### MATERIAL PROVIDED ###

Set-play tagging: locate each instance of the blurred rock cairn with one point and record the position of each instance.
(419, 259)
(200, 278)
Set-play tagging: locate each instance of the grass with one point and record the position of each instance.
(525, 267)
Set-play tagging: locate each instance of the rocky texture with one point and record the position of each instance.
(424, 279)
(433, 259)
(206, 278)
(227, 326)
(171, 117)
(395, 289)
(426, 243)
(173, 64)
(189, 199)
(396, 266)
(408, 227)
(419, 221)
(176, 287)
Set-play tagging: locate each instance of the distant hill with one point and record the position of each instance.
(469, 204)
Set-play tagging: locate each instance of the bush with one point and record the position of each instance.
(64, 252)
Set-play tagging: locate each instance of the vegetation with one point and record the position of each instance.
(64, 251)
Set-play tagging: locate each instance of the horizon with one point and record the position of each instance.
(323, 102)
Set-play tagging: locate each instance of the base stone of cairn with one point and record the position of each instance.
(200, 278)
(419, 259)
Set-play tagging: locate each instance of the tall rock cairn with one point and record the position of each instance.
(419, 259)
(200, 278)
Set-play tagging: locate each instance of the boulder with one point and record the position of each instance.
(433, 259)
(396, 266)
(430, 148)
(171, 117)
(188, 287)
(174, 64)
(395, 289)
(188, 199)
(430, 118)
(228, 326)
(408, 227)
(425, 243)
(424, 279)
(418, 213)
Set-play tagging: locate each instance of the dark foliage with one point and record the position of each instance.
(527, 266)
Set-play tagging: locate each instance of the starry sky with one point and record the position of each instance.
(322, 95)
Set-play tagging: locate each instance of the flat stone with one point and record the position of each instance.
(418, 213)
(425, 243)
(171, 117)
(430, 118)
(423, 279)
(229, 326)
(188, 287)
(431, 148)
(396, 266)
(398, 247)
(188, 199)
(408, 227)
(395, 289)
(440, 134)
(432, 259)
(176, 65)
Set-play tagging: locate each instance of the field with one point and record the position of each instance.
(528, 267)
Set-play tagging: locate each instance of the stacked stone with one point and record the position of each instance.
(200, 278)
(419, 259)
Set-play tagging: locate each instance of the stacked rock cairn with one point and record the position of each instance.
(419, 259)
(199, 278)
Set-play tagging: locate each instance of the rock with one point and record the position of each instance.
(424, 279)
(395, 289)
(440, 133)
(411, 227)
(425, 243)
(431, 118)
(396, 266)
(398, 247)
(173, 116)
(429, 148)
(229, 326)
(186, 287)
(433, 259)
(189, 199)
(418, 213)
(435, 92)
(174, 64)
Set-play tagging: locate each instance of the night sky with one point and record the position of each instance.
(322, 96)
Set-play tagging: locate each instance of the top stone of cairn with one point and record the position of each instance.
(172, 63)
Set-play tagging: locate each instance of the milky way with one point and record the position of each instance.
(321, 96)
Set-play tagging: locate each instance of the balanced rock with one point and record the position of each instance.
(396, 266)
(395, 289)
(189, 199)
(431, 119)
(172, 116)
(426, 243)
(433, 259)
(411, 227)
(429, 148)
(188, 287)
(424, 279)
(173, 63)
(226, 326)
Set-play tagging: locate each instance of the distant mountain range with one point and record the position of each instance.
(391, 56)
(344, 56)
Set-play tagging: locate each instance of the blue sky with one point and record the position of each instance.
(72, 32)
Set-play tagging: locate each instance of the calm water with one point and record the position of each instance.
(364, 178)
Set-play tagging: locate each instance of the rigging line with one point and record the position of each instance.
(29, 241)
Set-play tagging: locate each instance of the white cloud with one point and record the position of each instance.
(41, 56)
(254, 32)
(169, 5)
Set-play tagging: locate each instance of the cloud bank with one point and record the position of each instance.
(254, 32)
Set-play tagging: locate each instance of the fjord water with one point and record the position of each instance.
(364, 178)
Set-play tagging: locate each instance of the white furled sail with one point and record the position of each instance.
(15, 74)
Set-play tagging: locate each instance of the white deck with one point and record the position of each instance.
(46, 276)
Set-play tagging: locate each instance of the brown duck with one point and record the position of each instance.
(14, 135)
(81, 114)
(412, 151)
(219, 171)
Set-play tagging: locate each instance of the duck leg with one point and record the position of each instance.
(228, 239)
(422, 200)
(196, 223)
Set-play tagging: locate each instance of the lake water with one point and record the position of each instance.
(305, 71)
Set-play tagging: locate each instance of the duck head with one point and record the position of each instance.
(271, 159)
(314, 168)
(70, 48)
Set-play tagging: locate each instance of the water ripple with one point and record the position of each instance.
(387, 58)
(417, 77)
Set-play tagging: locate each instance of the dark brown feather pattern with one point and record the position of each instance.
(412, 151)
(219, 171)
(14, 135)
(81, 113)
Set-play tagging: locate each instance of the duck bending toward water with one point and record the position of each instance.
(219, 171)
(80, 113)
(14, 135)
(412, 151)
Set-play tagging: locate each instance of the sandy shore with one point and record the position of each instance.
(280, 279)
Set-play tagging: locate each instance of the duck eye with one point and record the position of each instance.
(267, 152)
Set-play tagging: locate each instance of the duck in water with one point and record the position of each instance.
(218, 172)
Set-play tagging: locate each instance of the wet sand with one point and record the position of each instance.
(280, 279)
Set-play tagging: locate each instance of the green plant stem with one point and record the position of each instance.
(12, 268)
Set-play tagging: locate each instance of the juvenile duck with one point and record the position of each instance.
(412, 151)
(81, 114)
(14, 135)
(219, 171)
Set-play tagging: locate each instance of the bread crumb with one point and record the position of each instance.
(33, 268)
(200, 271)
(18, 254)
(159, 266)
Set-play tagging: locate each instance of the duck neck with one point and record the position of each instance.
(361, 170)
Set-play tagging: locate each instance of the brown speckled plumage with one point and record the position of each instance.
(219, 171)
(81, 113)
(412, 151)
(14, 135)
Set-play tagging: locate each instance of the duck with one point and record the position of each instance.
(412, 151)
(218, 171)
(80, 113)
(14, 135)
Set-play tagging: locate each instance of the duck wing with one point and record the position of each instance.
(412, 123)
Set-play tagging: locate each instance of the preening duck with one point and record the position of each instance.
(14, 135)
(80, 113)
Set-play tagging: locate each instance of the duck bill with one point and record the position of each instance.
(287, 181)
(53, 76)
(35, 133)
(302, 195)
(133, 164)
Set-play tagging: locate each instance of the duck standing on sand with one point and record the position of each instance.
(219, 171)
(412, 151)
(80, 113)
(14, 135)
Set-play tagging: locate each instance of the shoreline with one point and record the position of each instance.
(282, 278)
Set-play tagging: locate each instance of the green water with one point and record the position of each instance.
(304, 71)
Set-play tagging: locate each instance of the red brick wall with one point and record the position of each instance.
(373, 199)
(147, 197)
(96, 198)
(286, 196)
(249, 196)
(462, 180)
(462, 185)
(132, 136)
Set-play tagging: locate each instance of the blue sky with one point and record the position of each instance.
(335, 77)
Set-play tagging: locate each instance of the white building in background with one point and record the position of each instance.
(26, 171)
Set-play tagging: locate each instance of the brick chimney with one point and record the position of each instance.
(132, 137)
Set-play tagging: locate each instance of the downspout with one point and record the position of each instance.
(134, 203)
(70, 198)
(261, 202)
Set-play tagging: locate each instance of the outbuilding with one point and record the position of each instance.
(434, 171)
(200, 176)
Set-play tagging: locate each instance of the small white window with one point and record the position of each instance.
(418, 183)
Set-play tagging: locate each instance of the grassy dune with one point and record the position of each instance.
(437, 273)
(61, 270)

###

**WHAT THE EXERCISE ASKS**.
An exact copy of every line above is what this asks for.

**OUTPUT FOR THIS TASK**.
Set-play tagging: locate each instance of the blurred rock cairn with one point and record the position of each instance.
(419, 259)
(200, 278)
Set-play tagging: locate each instance of the grass with one point and record the position of each instance.
(525, 267)
Set-play tagging: locate each instance of the rocky texture with one point and record the position of each instance.
(424, 279)
(433, 259)
(206, 278)
(227, 326)
(171, 117)
(395, 289)
(426, 243)
(173, 64)
(189, 199)
(396, 266)
(408, 227)
(419, 221)
(176, 287)
Set-play tagging: locate each instance of the distant hill with one point and record the position of each instance.
(469, 204)
Set-play tagging: locate each instance of the bush with one point and record the position of each instance.
(64, 252)
Set-play tagging: locate each instance of the vegetation with one point and record the position of each instance.
(64, 251)
Set-play tagging: locate each instance of the horizon with one point and record the position of each instance.
(323, 102)
Set-play tagging: locate each instance of the base stone of cairn with one point and record the position of each instance.
(200, 278)
(419, 259)
Set-play tagging: locate each instance of the tall rock cairn with one point and record the position of each instance.
(419, 259)
(200, 278)
Set-play tagging: locate each instance of the boulder with one point and record the position of each instance.
(433, 259)
(396, 266)
(430, 148)
(171, 117)
(188, 287)
(174, 64)
(395, 289)
(188, 199)
(430, 118)
(228, 326)
(408, 227)
(425, 243)
(424, 279)
(418, 213)
Set-play tagging: locate each instance of the dark foliage with one point and record the position of each instance.
(527, 266)
Set-play tagging: locate each instance of the starry sky with one point and record the position of each instance.
(322, 95)
Set-play tagging: locate each instance of the flat stone with one point and record the position of each instance.
(418, 213)
(425, 243)
(171, 117)
(430, 118)
(423, 279)
(229, 326)
(188, 287)
(431, 148)
(396, 266)
(398, 247)
(188, 199)
(408, 227)
(395, 289)
(440, 134)
(432, 259)
(176, 65)
Set-play tagging: locate each instance of the field with one point and record the position of each instance.
(528, 267)
Set-play tagging: locate each instance of the stacked stone with one point and record the position of each instance.
(200, 278)
(419, 259)
Set-play tagging: locate each instance of the stacked rock cairn with one point and record the position of each instance.
(419, 259)
(199, 278)
Set-play tagging: locate each instance of the rock with one point and record the position of each instance.
(424, 279)
(395, 289)
(440, 133)
(411, 227)
(425, 243)
(431, 118)
(396, 266)
(398, 247)
(173, 116)
(429, 148)
(229, 326)
(186, 287)
(433, 259)
(189, 199)
(418, 213)
(435, 92)
(174, 64)
Set-play tagging: locate each instance of the night sky with one point and record the position of each instance.
(322, 96)
Set-play tagging: locate each instance of the top stone of cairn with one point and record the position of each instance.
(172, 63)
Set-play tagging: locate each instance of the milky way with one point and record the position of each instance.
(321, 96)
Set-play tagging: locate each instance of the balanced rock with one point and record the position of each instance.
(396, 266)
(395, 289)
(189, 199)
(431, 119)
(172, 116)
(426, 243)
(433, 259)
(411, 227)
(429, 148)
(188, 287)
(424, 279)
(173, 63)
(226, 326)
Set-play tagging: locate each instance of the distant mountain range with one point and record the position of each instance.
(391, 56)
(344, 56)
Set-play tagging: locate each instance of the blue sky with one point and record the position of each instance.
(72, 32)
Set-play tagging: locate each instance of the calm water with one point and record the position of each instance.
(364, 178)
Set-play tagging: locate each instance of the rigging line with one point and record the position of each instance.
(29, 241)
Set-play tagging: locate each instance of the white cloud with one point and record the position of each instance.
(41, 56)
(254, 32)
(169, 5)
Set-play tagging: locate each instance of the cloud bank with one point and record the position of each instance.
(254, 32)
Set-play tagging: locate each instance of the fjord water with one point and record the position of each instance.
(364, 178)
Set-play tagging: locate each instance of the white furled sail with one point and record the position of each instance.
(15, 74)
Set-play tagging: locate each instance of the white deck with one point and record the position of each instance.
(46, 276)
Set-play tagging: locate each instance of the brown duck with one point and record the position of each instance.
(14, 135)
(81, 114)
(412, 151)
(219, 171)
Set-play tagging: locate each instance of the duck leg with one point and record the position of each instance.
(228, 239)
(422, 200)
(196, 223)
Set-play tagging: locate each instance of the lake water with one point and record the position of each instance.
(305, 71)
Set-play tagging: locate each instance of the duck head with one point and record the position of each instance.
(271, 159)
(314, 168)
(70, 48)
Set-play tagging: locate each instance of the water ripple with one point and record the position of each instance.
(387, 58)
(417, 77)
Set-play tagging: locate each instance of the dark brown feather pattern with one point and record the position of each instance.
(412, 151)
(219, 171)
(14, 135)
(81, 113)
Set-play tagging: locate each instance of the duck bending toward water with one point and record the position of each instance.
(219, 171)
(80, 113)
(14, 135)
(412, 151)
Set-play tagging: locate each instance of the sandy shore with one point and record the position of each instance.
(280, 279)
Set-play tagging: locate each instance of the duck eye with one point and record the position of each instance.
(267, 152)
Set-play tagging: locate each instance of the duck in water with one point and record the position of each instance.
(218, 172)
Set-play tagging: locate each instance of the wet sand with one point and record the position of each instance.
(280, 279)
Set-play tagging: locate each instance of the green plant stem with one point and record the position of each instance.
(12, 268)
Set-play tagging: locate each instance of the juvenile duck with one point and record the position of each instance.
(412, 151)
(81, 114)
(14, 135)
(219, 171)
Set-play tagging: locate each instance of the bread crumb with one point and record the position of each instance.
(33, 268)
(200, 271)
(18, 254)
(159, 266)
Set-play tagging: locate each instance of the duck neck with one point and record the position of each instance.
(361, 170)
Set-play tagging: locate each instance of the brown speckled plumage with one point and record the position of each instance.
(219, 171)
(81, 113)
(412, 151)
(14, 135)
Set-play tagging: locate each instance of the duck with one point and record the position of each instance.
(412, 151)
(218, 171)
(80, 113)
(14, 135)
Set-play tagging: locate each instance of the duck wing with one point and record the position of each instance.
(412, 123)
Set-play tagging: locate each instance of the preening duck with one point and record the position of each instance.
(14, 135)
(80, 113)
Set-play tagging: locate each instance of the duck bill with one point and record the position of each instance.
(287, 181)
(53, 76)
(35, 133)
(302, 195)
(133, 164)
Set-play tagging: locate each instance of the duck standing on sand with one point and record the position of each instance.
(219, 171)
(412, 151)
(80, 113)
(14, 135)
Set-play tagging: locate each instance of the shoreline with one point and record the position of each instance.
(282, 278)
Set-play tagging: locate each instance of the green water with one point and record the position of each instance.
(304, 71)
Set-play tagging: locate each instance of the red brick wall with one point and record the position of each instance.
(373, 199)
(147, 197)
(96, 198)
(286, 196)
(249, 196)
(462, 180)
(462, 185)
(132, 136)
Set-play tagging: locate each instance of the blue sky with one point and record the position of each instance.
(335, 77)
Set-play tagging: locate each instance of the white building in background with one point and record the position of each instance.
(26, 171)
Set-play tagging: locate each instance of the brick chimney with one point and record the position of each instance.
(132, 137)
Set-play tagging: locate each instance of the downspout with one point and record the position of each instance.
(134, 203)
(70, 198)
(261, 202)
Set-play tagging: locate each instance of the outbuilding with one point and record the position of each instance.
(434, 171)
(200, 176)
Set-play tagging: locate each instance of the small white window with one point and record the position of each instance.
(418, 183)
Set-play tagging: locate each instance of the grassy dune with one point and record the position of each instance.
(437, 273)
(61, 270)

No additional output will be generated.